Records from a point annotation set

________

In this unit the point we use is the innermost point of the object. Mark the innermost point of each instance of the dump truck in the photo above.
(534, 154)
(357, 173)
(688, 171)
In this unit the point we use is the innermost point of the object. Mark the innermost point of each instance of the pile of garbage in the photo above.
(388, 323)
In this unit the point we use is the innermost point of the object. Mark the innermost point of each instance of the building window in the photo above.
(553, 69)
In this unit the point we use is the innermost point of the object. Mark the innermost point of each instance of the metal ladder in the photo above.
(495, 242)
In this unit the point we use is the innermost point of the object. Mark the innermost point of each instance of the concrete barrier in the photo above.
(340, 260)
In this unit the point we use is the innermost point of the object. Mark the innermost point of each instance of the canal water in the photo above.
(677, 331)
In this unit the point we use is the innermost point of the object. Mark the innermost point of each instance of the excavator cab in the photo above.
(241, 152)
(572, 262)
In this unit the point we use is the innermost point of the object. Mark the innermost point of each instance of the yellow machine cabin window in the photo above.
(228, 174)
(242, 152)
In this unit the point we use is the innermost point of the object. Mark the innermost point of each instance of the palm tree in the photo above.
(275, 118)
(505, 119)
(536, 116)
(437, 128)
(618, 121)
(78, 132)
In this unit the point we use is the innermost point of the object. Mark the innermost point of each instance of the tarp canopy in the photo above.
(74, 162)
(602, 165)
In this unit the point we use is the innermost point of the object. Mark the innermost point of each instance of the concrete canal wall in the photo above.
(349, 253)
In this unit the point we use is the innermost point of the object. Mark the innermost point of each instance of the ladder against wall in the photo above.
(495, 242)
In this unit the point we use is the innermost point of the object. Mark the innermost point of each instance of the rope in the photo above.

________

* **Exercise prompt**
Reproduce every record above line for line, with no changes.

* **Answer**
In this unit the point we use is the innermost point of the object. Mark the innermost point of each instance of the dump truck in the photo above.
(534, 154)
(357, 173)
(688, 171)
In this unit the point we use is the innermost point of the object. Mark the innermost point of each instance of the pile of garbage in the photo above.
(388, 323)
In this unit the point we use is the innermost point of the object. Mark the innermost point of each instance of the building window in the photo above.
(553, 69)
In this unit the point we use is the innermost point of the object. Mark the innermost point of each instance of the metal ladder in the photo above.
(495, 242)
In this unit the point we use is the innermost point of the object. Mark the innermost point of each instance of the concrete barrier in the photo above.
(340, 260)
In this unit the point we use is the innermost point of the object. Mark the innermost point of each instance of the canal water in the photo above.
(677, 331)
In this unit the point we use is the innermost point of the object. Mark the innermost point of each instance of the excavator cab in the photo above.
(241, 152)
(572, 262)
In this unit the point we use is the innermost point of the object. Mark the innermost point of each instance of the yellow machine cabin window in the photo above.
(228, 174)
(242, 152)
In this unit the point we use is the innermost point of the object. Mark the innermost point of each instance of the palm tree in the photo above.
(275, 118)
(505, 119)
(536, 116)
(437, 128)
(618, 121)
(78, 132)
In this unit the point we use is the innermost point of the object. Mark the innermost point of each instance of the tarp canopy in the photo above.
(74, 162)
(602, 165)
In this unit the point we use is the innermost point of the object. Mark the innermost point of each instance of the concrete canal wall in the photo above.
(349, 253)
In this unit the point we use is the innermost point of the object. Mark the innermost point of each instance of the ladder against wall in the photo above.
(495, 242)
In this unit the point we use is the innermost point of the object. Mark the innermost point of each instance of the rope in the photo above.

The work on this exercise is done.